--- WHAT NEEDS TO BE DONE ---
Go through the records and copy out each line that contains the word "lamp", leaving out all other lines.

--- SUPPLIED DATA ---
━━━━━━━━━━━━━━━━━━━━

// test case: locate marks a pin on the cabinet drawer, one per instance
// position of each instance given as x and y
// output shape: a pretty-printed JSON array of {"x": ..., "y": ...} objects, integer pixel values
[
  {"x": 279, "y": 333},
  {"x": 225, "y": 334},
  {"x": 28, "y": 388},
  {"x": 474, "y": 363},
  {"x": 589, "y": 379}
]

━━━━━━━━━━━━━━━━━━━━

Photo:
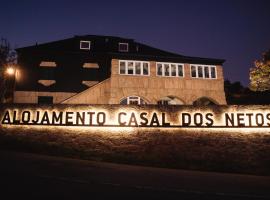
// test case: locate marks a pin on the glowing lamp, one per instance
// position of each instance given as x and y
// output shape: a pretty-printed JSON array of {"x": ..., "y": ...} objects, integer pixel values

━━━━━━━━━━━━━━━━━━━━

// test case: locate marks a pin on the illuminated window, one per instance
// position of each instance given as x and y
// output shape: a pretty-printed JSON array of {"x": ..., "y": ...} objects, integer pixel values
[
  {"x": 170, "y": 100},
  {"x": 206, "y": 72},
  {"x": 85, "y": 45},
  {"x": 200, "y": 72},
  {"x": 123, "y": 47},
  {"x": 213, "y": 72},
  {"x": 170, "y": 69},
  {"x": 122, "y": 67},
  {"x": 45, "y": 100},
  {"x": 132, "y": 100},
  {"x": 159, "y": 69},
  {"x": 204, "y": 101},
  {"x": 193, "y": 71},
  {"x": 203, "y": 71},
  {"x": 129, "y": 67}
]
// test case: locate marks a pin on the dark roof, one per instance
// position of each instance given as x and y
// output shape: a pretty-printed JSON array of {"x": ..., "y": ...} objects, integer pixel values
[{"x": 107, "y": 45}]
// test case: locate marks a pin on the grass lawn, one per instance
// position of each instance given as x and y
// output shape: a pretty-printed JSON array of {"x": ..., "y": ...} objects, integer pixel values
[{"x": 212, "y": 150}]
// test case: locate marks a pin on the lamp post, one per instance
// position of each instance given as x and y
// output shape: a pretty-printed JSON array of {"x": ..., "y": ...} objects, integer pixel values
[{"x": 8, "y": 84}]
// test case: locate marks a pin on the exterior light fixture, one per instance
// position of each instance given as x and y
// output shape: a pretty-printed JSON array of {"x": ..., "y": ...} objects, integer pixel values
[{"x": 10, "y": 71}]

━━━━━━━━━━━━━━━━━━━━

--- SOLUTION FOR THIS EXERCISE ---
// test case: locate marks a pin on the glowing lamp, one per instance
// test case: locate marks a pin on the lamp post, one per instance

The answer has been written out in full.